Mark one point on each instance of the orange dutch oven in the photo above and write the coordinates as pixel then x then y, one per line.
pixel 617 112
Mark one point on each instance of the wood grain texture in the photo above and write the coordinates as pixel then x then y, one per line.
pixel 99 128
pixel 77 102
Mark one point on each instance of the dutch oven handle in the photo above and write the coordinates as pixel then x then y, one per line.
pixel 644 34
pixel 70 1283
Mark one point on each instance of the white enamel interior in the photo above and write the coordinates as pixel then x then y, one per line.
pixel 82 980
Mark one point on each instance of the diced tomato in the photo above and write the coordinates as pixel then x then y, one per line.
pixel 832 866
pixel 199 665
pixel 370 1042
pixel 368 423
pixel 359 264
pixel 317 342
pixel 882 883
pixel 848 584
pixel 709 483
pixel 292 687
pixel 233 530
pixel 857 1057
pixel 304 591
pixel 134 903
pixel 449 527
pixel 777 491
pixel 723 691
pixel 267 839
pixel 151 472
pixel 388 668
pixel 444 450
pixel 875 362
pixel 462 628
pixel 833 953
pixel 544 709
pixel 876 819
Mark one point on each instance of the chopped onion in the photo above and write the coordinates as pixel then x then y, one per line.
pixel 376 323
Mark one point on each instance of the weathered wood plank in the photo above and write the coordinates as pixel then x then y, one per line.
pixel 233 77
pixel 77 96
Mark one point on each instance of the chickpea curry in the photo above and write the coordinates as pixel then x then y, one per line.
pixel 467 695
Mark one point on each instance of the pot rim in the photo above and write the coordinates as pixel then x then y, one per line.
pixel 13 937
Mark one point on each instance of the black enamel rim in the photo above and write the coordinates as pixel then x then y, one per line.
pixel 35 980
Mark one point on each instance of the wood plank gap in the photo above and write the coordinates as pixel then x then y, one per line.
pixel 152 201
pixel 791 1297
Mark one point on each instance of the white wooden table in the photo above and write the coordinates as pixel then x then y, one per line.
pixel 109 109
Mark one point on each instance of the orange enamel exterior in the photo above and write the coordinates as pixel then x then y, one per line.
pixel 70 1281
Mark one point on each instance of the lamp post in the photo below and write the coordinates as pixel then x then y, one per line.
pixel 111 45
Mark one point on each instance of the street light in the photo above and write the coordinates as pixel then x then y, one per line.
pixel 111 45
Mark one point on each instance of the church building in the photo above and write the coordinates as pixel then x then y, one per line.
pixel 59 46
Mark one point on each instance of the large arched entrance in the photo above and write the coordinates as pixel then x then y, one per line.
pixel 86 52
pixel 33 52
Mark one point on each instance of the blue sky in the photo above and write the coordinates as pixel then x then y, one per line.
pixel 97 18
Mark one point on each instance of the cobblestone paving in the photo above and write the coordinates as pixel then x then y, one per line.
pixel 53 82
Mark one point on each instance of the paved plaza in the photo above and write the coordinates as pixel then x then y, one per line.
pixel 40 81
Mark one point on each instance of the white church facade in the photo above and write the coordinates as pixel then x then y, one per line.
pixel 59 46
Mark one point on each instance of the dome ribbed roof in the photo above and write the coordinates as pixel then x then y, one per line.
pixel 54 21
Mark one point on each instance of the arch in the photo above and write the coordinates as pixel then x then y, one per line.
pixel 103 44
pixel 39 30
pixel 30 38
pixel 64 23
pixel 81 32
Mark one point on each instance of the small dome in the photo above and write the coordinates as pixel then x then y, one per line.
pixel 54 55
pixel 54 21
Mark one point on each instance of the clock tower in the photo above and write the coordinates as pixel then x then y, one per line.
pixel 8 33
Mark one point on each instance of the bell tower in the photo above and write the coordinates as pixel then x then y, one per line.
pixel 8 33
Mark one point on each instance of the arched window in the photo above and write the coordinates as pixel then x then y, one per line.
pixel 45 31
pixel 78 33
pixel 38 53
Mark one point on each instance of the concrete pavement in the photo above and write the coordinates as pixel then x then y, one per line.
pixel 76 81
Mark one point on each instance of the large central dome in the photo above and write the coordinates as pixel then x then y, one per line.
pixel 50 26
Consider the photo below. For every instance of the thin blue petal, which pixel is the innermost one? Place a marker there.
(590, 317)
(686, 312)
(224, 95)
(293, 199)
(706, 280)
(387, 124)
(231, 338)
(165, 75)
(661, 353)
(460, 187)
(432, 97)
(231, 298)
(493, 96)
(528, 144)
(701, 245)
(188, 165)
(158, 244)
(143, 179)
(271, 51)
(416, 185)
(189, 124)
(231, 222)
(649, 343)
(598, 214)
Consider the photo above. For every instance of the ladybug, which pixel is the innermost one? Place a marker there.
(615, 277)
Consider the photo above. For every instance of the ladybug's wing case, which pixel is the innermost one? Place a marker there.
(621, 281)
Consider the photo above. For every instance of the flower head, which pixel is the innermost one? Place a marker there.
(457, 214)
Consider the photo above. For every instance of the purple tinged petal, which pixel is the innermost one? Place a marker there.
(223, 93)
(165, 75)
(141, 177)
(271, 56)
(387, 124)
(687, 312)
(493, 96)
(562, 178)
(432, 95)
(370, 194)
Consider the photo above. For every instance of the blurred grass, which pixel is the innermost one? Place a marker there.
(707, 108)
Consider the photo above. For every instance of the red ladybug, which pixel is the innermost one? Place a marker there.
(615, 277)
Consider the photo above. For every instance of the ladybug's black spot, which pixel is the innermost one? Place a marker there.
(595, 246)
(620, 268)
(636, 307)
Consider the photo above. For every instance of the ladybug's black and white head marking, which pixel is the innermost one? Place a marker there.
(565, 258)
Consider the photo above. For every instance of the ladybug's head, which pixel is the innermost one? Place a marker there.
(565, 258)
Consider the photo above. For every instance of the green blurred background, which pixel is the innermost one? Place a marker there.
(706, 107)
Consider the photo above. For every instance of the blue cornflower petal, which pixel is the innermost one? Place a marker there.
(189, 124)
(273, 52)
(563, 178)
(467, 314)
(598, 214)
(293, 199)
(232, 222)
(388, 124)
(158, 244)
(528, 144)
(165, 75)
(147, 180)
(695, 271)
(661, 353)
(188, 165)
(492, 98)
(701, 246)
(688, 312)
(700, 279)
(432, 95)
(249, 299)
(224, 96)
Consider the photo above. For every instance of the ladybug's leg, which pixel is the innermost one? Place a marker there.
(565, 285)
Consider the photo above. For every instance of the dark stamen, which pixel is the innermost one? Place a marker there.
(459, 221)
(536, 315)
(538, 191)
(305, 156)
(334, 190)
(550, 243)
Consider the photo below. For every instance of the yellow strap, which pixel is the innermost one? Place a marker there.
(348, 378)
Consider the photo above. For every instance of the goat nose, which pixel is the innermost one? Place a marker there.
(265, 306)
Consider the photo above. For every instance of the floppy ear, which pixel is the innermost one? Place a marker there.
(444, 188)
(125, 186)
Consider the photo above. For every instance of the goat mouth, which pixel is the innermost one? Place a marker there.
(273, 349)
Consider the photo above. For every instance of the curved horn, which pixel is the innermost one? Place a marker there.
• • • •
Task goal> Reproduce the full set of entries above exactly, without dropping a line.

Exercise answer>
Mark one point on each instance of the orange dutch oven in the photo above and write the coordinates as pixel then x then y, one per line.
pixel 617 112
Mark one point on each instance of the wood grain texture in the photo above and write the coordinates as pixel then x then y, one per line.
pixel 99 128
pixel 77 102
Mark one point on each instance of the dutch oven handle in the photo above and write the coordinates as pixel then x then y, one per line.
pixel 644 34
pixel 70 1283
Mark one point on each instance of the white enamel interior in the photo above and write the coordinates as pixel then x then y, one per line.
pixel 82 980
Mark one point on each instance of the diced tomato in the photo above and write the coordinates as pixel then x then y, one per line.
pixel 832 866
pixel 199 665
pixel 370 1042
pixel 368 423
pixel 359 264
pixel 317 342
pixel 882 883
pixel 848 584
pixel 709 483
pixel 292 687
pixel 233 530
pixel 857 1057
pixel 304 591
pixel 134 903
pixel 449 527
pixel 777 491
pixel 723 691
pixel 267 839
pixel 151 472
pixel 388 668
pixel 444 450
pixel 875 362
pixel 462 628
pixel 833 953
pixel 544 709
pixel 876 819
Mark one point on each instance of the chopped onion in the photo above and write the coordinates as pixel then x then y, one per line.
pixel 376 323
Mark one point on each instance of the weathered wood plank in the photo above and write the coordinates as pixel then x then y, one per line.
pixel 233 77
pixel 77 96
Mark one point on each instance of the chickpea curry in the photo above and write the coordinates as pixel then x then y, one per line.
pixel 467 695
Mark one point on each instance of the pot rim in the photo above and write the coordinates as pixel then x then y, one per line.
pixel 13 937
Mark one point on each instance of the black enamel rim in the photo above and write the coordinates as pixel then x then y, one per line.
pixel 35 980
Mark one point on each instance of the wood plank gap in the photo above and write the coordinates as pixel then x then y, one per line.
pixel 152 201
pixel 791 1297
Mark one point on each instance of the white wooden table in the photo above and write the coordinates as pixel then x then y, one per line.
pixel 109 109
Mark one point on each instance of the orange enamel exterior in the photo above and write the coordinates as pixel then x then y, one per line.
pixel 70 1281
Mark one point on each instance of the lamp post in the photo below and write the coordinates as pixel then x then y, one per line.
pixel 111 45
Mark one point on each instance of the street light in the photo above and write the coordinates as pixel then x then y, one per line.
pixel 111 45
Mark one point on each instance of the church building in the photo above and write the coordinates as pixel then x then y, one per line.
pixel 59 46
Mark one point on each instance of the large arched entrance in the photo above and write the coordinates as pixel then x then y, one per line.
pixel 86 52
pixel 33 52
Mark one point on each instance of the blue sky in the photo above and write the coordinates as pixel then x then y, one per line.
pixel 97 18
Mark one point on each instance of the cobblestone paving in the photo above and write the coordinates as pixel then x then y, one per line.
pixel 53 82
Mark one point on each instance of the paved plaza in the photo above and write the coordinates as pixel then x then y, one per line.
pixel 40 81
Mark one point on each instance of the white church facade in the photo above and write the coordinates as pixel then x then y, one per line.
pixel 59 46
Mark one point on each instance of the dome ribbed roof in the photo above and write the coordinates as pixel then x then y, one per line.
pixel 54 21
Mark one point on each instance of the arch in the photo above and write the coordinates as pixel then x then y, one per line.
pixel 103 44
pixel 39 30
pixel 30 38
pixel 64 23
pixel 81 32
Mark one point on each instance of the small dome in the photo above and write the coordinates as pixel then x then y, one per line.
pixel 54 55
pixel 54 21
Mark one point on each instance of the clock tower in the photo above and write the coordinates as pixel then x then y, one per line.
pixel 8 33
Mark one point on each instance of the bell tower in the photo above and write the coordinates as pixel then x then y, one per line.
pixel 8 33
Mark one point on each instance of the arched window in the photo above and write the coordinates as pixel then x then y, one per line.
pixel 45 31
pixel 78 33
pixel 38 53
Mark one point on each instance of the concrete pavement in the photo above and write the coordinates as pixel then x then y, one per line.
pixel 76 81
Mark one point on each instance of the large central dome in the photo above and write the coordinates as pixel then x then y, one per line.
pixel 50 26
Consider the photo below. For every instance of the thin blue petal, which pixel is the innermost one? Place a marker there.
(590, 317)
(686, 312)
(224, 95)
(293, 199)
(706, 280)
(387, 124)
(231, 338)
(165, 75)
(661, 353)
(460, 187)
(432, 97)
(231, 298)
(493, 96)
(528, 144)
(701, 245)
(188, 165)
(158, 244)
(143, 179)
(271, 51)
(416, 185)
(189, 124)
(231, 222)
(649, 343)
(598, 214)
Consider the photo above. For every instance of the ladybug, which pixel is the innermost one? Place a marker there.
(615, 277)
Consider the photo above. For every instance of the ladybug's wing case, which pixel is the innermost one? Place a marker there.
(621, 281)
Consider the photo above. For every instance of the flower head, which pixel is the innermost one? Place a marker there.
(457, 214)
Consider the photo above. For every instance of the purple tinged petal, which pixel is the innermost one? Place a marker there.
(223, 93)
(165, 75)
(141, 177)
(271, 56)
(387, 124)
(687, 312)
(493, 96)
(562, 178)
(432, 95)
(370, 194)
Consider the photo above. For every instance of the blurred grass, which pixel is the innermost one? Place a marker there.
(707, 108)
Consider the photo above. For every instance of the red ladybug, which pixel is the innermost one? Place a marker there.
(615, 277)
Consider the photo above. For every instance of the ladybug's black spot, which pixel is the innermost one? Place a marker there.
(595, 246)
(620, 268)
(636, 307)
Consider the photo above. For every instance of the ladybug's black and white head marking, which pixel is the innermost one? Place a marker there.
(565, 258)
Consider the photo above. For every instance of the ladybug's head, which pixel is the innermost one? Place a marker there.
(565, 258)
Consider the photo above. For every instance of the green blurred background, which pixel is the innermost one? Place a marker there.
(706, 107)
Consider the photo above. For every instance of the blue cornflower petal, which pixel is the innermost one? Place a marker there.
(189, 124)
(273, 52)
(563, 178)
(467, 314)
(598, 214)
(293, 199)
(232, 222)
(388, 124)
(158, 244)
(528, 144)
(165, 75)
(147, 180)
(695, 271)
(661, 353)
(188, 165)
(492, 98)
(701, 246)
(688, 312)
(700, 279)
(432, 95)
(249, 299)
(224, 96)
Consider the photo above. For every instance of the ladybug's leg, which pixel is the innermost one? Place a marker there.
(565, 285)
Consider the photo above. For every instance of the dark stamen, which pixel is the innermost one? Place a marker there.
(459, 221)
(536, 315)
(538, 191)
(305, 156)
(334, 190)
(550, 243)
Consider the photo below. For every instance of the yellow strap, which pixel is the innermost one? Place a marker there.
(348, 378)
Consider the photo above. For every instance of the goat nose, which pixel is the innermost one? Place a marker there.
(265, 306)
Consider the photo above. For every instance of the floppy ear, which pixel is the innermost one? Place a marker there.
(444, 188)
(125, 186)
Consider the photo above. For every instance of the goat mouth, which pixel is the innermost one? Place a marker there.
(273, 349)
Consider the photo above. For every instance of the curved horn, which pixel is the innermost one? Place a marker there.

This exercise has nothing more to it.